PASSAGE PROVIDED
---
This is documented in the release notes - github.com/beyondgrep/ack3/blob/dev/RELEASE-NOTES.md - You're now restricted to the following variables: $1 thru $9, $, $., $&, $` , $' and $+_

For future people, I'm putting a version, archived today, of the RELEASE-NOTES

The man page for ack does have the lines

$1 through $9
The subpattern from the corresponding set of capturing parentheses.
If your pattern is "(.+) and (.+)", and the string is "this and that',
then $1 is "this" and $2 is "that".

but I was hoping there was a way to get higher numbers. With the info from the RELEASE-NOTES, that hope seems mostly gone.

However, I still wonder if anyone has a work-around or hack, whether using ack or any of the more 'standard' *NIX-type terminal tools. My preference, in order, would be perl, grep, awk, sed. If there's something similar to ack (i.e. just command-line parsing, NOT an NLP-toolkit-based solution), I'm interested in that, too.

I think it might be better to pose this as a new question. If you answer here, great. If I end up posting a new question, I will put the link here: for now, this is just a link to this same question.

Parsing Note

To get my corpus ready for n-gram analysis, here was my parsing.

tr [:upper:] [:lower:] < TWAIN_Mark_complete_orig.txt | \
# upper case to lower case and avoid useless use of cat
 tr '\n' ' ' | \
# newlines into spaces, so we can later make it one line, single-spaced
 sed -E "s/[^a-z0-9 '*-]+//g" | \
# get rid of everything but letters, numbers, and a few other symbols (corpus)
---
WRITTEN EXERCISE 1
Summarize the ack post in two sentences.
WRITTEN EXERCISE 2
Take the ack post further, starting after its final line.
The rows are separate from the ack post.

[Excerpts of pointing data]
---
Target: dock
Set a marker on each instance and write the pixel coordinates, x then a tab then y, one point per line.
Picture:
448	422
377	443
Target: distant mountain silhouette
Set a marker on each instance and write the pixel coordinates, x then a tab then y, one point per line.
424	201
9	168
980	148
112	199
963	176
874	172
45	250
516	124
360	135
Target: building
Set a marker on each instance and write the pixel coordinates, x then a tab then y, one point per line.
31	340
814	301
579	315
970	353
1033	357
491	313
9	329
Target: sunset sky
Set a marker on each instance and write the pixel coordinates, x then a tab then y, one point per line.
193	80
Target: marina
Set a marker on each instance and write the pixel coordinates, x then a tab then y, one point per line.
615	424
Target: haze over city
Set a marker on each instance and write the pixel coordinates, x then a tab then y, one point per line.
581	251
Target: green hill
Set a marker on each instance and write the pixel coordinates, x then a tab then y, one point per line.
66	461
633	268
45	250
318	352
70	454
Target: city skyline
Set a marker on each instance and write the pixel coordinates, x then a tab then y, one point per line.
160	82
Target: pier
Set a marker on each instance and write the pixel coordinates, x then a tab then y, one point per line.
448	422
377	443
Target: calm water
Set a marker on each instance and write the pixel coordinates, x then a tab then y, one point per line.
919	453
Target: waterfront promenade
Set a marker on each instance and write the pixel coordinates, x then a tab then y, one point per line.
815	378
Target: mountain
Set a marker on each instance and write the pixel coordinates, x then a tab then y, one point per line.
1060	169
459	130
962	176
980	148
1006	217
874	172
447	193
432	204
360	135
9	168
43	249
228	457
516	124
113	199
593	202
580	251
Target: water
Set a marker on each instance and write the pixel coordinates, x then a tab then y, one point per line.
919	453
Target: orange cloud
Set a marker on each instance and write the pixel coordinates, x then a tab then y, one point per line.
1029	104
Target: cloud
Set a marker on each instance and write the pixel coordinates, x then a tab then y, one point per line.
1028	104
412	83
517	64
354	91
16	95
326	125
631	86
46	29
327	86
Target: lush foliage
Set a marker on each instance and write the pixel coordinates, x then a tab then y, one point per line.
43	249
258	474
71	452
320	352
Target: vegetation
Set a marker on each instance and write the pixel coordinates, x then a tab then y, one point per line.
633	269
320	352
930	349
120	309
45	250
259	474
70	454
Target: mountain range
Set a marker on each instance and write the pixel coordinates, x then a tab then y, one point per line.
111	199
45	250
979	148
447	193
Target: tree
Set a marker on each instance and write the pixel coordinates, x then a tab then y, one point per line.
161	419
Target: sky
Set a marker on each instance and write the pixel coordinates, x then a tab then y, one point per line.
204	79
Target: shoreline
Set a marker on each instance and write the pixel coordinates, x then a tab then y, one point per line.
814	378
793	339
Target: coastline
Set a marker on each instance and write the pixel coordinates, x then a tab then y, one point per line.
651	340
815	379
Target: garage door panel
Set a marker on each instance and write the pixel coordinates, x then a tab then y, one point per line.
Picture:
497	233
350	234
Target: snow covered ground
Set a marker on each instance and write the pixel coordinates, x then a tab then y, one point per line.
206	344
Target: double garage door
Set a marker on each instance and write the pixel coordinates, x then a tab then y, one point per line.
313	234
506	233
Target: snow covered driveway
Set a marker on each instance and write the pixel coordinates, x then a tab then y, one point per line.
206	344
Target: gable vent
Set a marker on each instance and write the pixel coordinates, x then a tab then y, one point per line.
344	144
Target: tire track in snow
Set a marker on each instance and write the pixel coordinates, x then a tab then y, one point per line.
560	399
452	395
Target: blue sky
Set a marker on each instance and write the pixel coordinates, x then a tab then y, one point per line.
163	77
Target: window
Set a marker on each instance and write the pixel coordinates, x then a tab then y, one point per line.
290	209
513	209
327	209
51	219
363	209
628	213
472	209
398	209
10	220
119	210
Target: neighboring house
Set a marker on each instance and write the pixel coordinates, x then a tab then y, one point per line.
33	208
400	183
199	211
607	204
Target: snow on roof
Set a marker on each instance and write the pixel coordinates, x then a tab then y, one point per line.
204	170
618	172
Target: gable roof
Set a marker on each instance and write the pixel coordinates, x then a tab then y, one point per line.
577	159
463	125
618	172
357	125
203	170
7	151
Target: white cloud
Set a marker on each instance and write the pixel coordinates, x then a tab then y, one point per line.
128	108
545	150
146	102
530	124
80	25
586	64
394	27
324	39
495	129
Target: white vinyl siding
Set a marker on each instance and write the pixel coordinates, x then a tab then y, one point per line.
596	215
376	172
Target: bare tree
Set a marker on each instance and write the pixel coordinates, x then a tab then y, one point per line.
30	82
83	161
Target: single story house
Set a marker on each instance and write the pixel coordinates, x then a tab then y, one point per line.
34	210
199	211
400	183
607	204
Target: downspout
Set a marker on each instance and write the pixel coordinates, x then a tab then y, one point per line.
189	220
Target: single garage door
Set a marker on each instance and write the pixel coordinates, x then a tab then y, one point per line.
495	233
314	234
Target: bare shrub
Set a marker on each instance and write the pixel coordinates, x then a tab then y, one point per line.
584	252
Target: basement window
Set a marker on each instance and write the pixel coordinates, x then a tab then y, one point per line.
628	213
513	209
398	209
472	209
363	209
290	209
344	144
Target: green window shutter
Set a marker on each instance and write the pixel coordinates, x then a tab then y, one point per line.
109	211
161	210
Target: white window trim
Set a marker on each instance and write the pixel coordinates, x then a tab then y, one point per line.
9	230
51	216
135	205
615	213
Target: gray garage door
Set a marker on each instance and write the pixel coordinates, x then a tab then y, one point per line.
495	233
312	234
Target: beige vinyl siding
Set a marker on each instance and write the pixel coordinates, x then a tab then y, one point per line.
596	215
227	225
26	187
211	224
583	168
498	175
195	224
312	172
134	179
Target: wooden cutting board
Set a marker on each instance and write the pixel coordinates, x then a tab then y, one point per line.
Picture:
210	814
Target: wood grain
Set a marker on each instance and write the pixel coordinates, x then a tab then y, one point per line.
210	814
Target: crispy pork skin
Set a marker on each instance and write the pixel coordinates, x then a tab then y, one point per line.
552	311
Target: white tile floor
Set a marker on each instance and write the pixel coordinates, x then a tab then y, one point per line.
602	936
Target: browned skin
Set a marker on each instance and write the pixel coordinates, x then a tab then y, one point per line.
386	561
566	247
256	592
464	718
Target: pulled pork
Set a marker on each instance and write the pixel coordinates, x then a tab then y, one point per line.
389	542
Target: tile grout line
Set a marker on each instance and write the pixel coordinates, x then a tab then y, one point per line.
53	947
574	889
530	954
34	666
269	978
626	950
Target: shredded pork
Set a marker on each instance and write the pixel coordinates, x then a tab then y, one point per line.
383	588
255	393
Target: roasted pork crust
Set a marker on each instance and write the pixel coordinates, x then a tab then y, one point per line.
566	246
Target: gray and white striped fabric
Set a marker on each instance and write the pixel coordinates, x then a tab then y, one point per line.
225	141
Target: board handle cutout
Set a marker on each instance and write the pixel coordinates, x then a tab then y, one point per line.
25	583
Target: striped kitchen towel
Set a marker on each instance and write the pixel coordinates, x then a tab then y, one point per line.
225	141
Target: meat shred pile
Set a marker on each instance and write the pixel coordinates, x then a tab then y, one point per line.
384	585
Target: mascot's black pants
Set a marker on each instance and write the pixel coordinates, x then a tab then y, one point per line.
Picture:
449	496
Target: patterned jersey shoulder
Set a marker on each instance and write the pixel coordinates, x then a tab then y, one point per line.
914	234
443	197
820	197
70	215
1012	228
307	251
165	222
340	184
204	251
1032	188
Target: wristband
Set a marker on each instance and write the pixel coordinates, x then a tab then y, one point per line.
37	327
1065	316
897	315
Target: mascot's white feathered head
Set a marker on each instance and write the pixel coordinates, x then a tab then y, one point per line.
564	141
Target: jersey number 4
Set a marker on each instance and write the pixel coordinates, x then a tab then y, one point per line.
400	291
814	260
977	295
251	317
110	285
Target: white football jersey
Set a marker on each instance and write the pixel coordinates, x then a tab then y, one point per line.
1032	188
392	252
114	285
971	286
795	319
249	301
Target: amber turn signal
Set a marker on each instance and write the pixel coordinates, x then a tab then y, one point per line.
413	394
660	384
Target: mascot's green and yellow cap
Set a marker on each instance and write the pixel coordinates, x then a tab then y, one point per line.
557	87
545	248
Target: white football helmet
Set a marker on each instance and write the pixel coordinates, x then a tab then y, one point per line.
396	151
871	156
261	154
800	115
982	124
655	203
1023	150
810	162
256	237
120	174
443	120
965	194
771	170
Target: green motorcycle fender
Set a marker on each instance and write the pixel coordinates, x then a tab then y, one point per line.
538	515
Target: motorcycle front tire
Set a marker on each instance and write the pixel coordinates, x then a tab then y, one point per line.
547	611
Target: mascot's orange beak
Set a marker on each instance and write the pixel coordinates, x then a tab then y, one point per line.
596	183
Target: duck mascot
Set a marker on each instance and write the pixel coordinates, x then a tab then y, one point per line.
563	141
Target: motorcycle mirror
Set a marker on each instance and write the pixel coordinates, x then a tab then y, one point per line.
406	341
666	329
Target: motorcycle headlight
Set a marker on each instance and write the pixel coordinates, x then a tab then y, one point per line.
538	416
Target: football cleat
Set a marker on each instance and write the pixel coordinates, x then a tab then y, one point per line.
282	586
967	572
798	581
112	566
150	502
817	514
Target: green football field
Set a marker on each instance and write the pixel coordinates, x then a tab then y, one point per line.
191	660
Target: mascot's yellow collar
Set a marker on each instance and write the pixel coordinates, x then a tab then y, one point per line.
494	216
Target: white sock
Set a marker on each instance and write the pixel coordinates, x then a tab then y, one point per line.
---
RIGHT ANSWER 1
According to the ack release notes, the available variables are now limited to a short list that includes $1 through $9, so the writer's hope of getting higher-numbered capture groups seems mostly gone. The writer asks for a workaround using ack or standard *NIX terminal tools, preferring perl, then grep, awk, and sed, and shares the parsing used to prepare a corpus for n-gram analysis.

RIGHT ANSWER 2
 awk '{$0=$0;$1=$1}1' > TWAIN_Mark_complete_parsed.txt && \
# collapse all multiple spaces to one space (includes tabs), save to output
:

Yes, that could all be on one line (and without the trailing && :), but this makes for easier reading as well as explanation of why I'm doing what I'm doing.

System Details

$ uname -a
CYGWIN_NT-10.0 MY_MACHINE 3.0.7(0.338/5/3) 2019-04-30 18:08 x86_64 Cygwin
$ bash --version | head -n 1
GNU bash, version 4.4.12(3)-release (x86_64-unknown-cygwin)
$ ack --version | head -n 2
ack v3.3.1 (standard build)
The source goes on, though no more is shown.